Task statement: Find every line in the records below that contains the string "blurred", and copy each one.

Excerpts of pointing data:
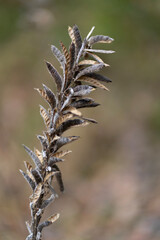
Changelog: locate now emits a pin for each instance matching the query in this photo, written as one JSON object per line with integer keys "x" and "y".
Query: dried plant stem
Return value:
{"x": 79, "y": 79}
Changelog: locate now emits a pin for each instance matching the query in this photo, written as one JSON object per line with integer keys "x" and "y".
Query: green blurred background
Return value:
{"x": 112, "y": 178}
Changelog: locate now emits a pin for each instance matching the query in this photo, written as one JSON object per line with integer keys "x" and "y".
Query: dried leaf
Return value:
{"x": 90, "y": 69}
{"x": 33, "y": 156}
{"x": 55, "y": 75}
{"x": 99, "y": 39}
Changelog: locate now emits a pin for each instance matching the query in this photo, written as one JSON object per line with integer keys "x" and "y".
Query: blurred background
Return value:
{"x": 112, "y": 178}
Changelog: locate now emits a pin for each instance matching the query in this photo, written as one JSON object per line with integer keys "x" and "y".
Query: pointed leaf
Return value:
{"x": 28, "y": 179}
{"x": 90, "y": 69}
{"x": 63, "y": 118}
{"x": 37, "y": 193}
{"x": 38, "y": 154}
{"x": 53, "y": 160}
{"x": 50, "y": 174}
{"x": 61, "y": 154}
{"x": 71, "y": 34}
{"x": 100, "y": 51}
{"x": 98, "y": 77}
{"x": 48, "y": 201}
{"x": 45, "y": 116}
{"x": 43, "y": 141}
{"x": 59, "y": 178}
{"x": 72, "y": 55}
{"x": 51, "y": 97}
{"x": 87, "y": 62}
{"x": 57, "y": 53}
{"x": 55, "y": 75}
{"x": 68, "y": 124}
{"x": 82, "y": 90}
{"x": 33, "y": 156}
{"x": 37, "y": 176}
{"x": 73, "y": 110}
{"x": 89, "y": 34}
{"x": 61, "y": 142}
{"x": 48, "y": 222}
{"x": 99, "y": 39}
{"x": 93, "y": 82}
{"x": 29, "y": 169}
{"x": 77, "y": 36}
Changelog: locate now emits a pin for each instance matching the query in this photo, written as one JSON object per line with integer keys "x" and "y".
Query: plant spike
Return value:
{"x": 63, "y": 113}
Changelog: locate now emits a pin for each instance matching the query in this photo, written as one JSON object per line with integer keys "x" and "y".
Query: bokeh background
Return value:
{"x": 112, "y": 178}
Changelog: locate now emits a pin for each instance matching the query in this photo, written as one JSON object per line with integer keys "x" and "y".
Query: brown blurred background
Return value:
{"x": 112, "y": 178}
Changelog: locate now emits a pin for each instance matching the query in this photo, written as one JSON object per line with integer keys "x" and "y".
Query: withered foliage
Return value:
{"x": 80, "y": 65}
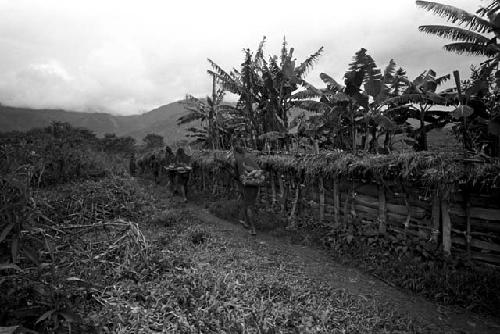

The solution:
Query: green blurred background
Query: blurred background
Query: brown blurred background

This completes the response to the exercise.